# EXERCISE TASK
Give the data below again, word for word.

# RECORD SET
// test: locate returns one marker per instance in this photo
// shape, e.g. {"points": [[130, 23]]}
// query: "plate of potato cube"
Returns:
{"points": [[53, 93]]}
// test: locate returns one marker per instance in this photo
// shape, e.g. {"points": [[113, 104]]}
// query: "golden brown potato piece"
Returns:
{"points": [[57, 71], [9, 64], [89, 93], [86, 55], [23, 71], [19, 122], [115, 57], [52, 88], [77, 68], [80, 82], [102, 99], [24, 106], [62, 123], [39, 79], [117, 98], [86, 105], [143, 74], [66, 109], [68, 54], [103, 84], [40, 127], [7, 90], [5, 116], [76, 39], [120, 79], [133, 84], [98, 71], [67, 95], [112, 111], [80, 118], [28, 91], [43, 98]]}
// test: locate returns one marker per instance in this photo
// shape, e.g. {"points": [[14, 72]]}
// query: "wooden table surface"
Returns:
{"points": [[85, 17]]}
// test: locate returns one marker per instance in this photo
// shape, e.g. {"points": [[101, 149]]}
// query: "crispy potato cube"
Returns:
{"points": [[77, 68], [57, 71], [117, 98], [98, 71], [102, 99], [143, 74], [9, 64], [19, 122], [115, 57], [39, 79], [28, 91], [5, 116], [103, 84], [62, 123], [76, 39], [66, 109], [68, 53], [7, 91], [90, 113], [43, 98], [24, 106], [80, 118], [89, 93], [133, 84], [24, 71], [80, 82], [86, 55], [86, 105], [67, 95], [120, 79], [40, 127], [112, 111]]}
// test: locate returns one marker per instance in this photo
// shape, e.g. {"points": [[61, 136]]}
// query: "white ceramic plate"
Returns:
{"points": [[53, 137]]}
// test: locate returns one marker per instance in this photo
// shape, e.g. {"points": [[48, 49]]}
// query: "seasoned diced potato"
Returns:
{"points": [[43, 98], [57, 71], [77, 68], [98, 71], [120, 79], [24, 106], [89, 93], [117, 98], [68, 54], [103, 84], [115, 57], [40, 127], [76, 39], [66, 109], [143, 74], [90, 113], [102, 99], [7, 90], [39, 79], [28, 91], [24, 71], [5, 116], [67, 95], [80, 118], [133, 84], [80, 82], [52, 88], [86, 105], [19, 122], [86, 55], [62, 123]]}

# REPLY
// test: locate returns one marker per instance in this photo
// shape, e.g. {"points": [[130, 23]]}
// query: "plate of potato cube"
Returns:
{"points": [[53, 93]]}
// test: locate returns one marker per instance in this photo
// shape, e.g. {"points": [[113, 104]]}
// query: "golden brown potato piece"
Returns:
{"points": [[57, 71], [9, 64], [89, 93], [86, 55], [23, 71], [19, 122], [115, 57], [52, 88], [77, 68], [80, 82], [102, 99], [24, 106], [62, 123], [39, 79], [117, 98], [86, 105], [143, 74], [66, 109], [68, 54], [103, 84], [40, 127], [7, 90], [5, 116], [76, 39], [120, 79], [133, 84], [98, 71], [67, 95], [112, 111], [80, 118], [28, 91], [43, 98]]}
// test: locate returns one marker per instance in this photo
// shape, e.g. {"points": [[14, 72]]}
// query: "wooden table surface"
Returns:
{"points": [[85, 17]]}
// test: locate returns one marker per instance in this photo
// shape, e.g. {"points": [[101, 149]]}
// query: "crispy potato cube"
Returns:
{"points": [[77, 68], [57, 71], [117, 98], [98, 71], [102, 99], [143, 74], [9, 64], [19, 122], [115, 57], [39, 79], [28, 91], [5, 116], [103, 84], [62, 123], [76, 39], [66, 109], [68, 53], [7, 91], [90, 113], [43, 98], [24, 106], [80, 118], [89, 93], [133, 84], [24, 71], [80, 82], [86, 55], [86, 105], [67, 95], [120, 79], [40, 127], [112, 111]]}
// test: locate returns one marker per instance in this photo
// shape, e.g. {"points": [[61, 136]]}
// query: "white ceramic plate"
Returns:
{"points": [[53, 137]]}
// test: locate returns one marker per instance in this photo
// shape, e.g. {"points": [[48, 49]]}
// query: "seasoned diced potato"
Returns:
{"points": [[43, 98], [57, 71], [77, 68], [98, 71], [120, 79], [24, 106], [89, 93], [117, 98], [68, 54], [103, 84], [115, 57], [40, 127], [76, 39], [66, 109], [143, 74], [90, 113], [102, 99], [7, 90], [39, 79], [28, 91], [24, 71], [5, 116], [67, 95], [80, 118], [133, 84], [80, 82], [52, 88], [86, 105], [19, 122], [86, 55], [62, 123]]}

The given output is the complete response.